[Start of section]

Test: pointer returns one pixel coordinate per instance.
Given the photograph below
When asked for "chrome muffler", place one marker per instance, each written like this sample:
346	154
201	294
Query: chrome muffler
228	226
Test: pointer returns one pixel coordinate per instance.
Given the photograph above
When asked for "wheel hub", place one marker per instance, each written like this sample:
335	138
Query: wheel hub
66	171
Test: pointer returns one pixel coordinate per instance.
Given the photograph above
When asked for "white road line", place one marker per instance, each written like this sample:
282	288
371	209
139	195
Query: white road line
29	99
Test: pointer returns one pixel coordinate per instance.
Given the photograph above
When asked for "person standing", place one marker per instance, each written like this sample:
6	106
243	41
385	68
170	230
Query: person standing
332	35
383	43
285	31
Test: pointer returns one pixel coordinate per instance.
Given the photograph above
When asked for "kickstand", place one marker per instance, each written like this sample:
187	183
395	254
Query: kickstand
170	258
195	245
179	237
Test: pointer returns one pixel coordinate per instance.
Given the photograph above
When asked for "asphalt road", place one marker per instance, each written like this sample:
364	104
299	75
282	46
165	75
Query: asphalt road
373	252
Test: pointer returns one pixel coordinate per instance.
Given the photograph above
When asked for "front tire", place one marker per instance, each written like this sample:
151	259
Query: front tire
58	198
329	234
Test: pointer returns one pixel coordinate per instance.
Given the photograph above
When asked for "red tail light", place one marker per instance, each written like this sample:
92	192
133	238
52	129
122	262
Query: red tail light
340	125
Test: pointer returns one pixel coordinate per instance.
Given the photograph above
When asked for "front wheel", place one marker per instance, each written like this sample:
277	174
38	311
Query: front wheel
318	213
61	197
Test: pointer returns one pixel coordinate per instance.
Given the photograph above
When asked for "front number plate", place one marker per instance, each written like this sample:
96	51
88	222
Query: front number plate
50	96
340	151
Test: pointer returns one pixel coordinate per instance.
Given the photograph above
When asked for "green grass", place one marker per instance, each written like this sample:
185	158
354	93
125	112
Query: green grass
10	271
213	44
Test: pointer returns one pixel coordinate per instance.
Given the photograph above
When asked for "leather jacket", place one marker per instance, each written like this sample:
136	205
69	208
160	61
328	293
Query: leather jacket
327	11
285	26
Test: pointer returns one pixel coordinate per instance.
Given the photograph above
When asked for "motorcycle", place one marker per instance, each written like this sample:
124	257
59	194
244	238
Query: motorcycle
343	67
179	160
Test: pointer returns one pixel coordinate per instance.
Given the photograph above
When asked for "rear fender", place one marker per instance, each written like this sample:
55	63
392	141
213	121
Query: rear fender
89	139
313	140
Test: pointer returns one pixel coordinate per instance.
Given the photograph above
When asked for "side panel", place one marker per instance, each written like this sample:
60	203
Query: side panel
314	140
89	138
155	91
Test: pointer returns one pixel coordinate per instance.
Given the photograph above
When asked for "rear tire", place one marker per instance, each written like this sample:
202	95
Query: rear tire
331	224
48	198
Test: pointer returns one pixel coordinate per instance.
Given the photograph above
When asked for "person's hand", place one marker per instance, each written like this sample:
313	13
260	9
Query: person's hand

[End of section]

YOUR ASSIGNMENT:
Which lines in the listing hold the word "hand"? Copy them out.

ANSWER SECTION:
When asked for "person's hand", place one marker per instance, each written like this sample:
Query: person's hand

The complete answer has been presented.